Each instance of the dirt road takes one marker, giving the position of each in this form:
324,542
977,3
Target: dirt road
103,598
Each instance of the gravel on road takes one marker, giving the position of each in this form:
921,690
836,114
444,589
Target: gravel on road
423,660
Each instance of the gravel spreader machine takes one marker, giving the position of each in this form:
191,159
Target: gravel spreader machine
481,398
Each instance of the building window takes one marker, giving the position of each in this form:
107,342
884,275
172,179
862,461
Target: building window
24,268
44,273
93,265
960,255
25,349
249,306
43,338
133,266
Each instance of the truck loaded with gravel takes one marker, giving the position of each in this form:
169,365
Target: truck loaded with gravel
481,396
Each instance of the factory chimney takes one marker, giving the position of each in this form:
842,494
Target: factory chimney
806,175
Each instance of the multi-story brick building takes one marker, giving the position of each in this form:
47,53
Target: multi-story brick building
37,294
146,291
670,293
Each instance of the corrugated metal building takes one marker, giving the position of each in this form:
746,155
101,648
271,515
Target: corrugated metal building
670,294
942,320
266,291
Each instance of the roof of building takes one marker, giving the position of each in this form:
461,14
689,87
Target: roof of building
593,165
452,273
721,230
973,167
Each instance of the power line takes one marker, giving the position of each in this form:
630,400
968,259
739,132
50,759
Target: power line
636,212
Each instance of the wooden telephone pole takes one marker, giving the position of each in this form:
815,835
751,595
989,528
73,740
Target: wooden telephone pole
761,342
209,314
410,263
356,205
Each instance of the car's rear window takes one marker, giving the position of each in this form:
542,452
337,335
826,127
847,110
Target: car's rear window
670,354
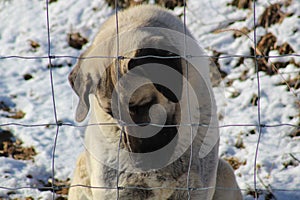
——
Exercise prompt:
Can you rewrite everything from the line containing "Each instance of the factory" down through the final line, both of those included, as a numbered list with blank lines dropped and the pictures left out?

Output of the exercise:
1. Each instance of the factory chimney takes one marker, giving the position of each in this form:
2. 842,494
3. Target: factory chimney
4. 806,175
5. Each instance of the multi-story brick building takes one marker, giving the position of each in this form:
6. 47,53
7. Target: multi-story brick building
8. 37,294
9. 146,291
10. 670,293
11. Each instance of the corrugated metal building takes one marker, giving the position of each in this form:
12. 746,155
13. 101,648
14. 271,515
15. Target: corrugated metal building
16. 670,294
17. 942,320
18. 266,291
19. Each instance of the roof of building takes one marker, giving the position of each in this form:
20. 461,14
21. 689,87
22. Target: roof of building
23. 593,165
24. 452,273
25. 721,230
26. 973,167
27. Each instance of the power line takes one marker, giving the position of each in this form:
28. 630,400
29. 968,259
30. 739,132
31. 50,759
32. Target: power line
33. 636,212
34. Each instance of the wooden telephone pole takes one marker, giving the position of each in this form:
35. 815,835
36. 751,595
37. 989,528
38. 73,740
39. Target: wooden telephone pole
40. 761,342
41. 209,314
42. 410,263
43. 356,205
44. Each instance of the car's rear window takes one marker, giving the position of each in this form:
45. 542,452
46. 337,335
47. 826,127
48. 847,110
49. Target: car's rear window
50. 670,354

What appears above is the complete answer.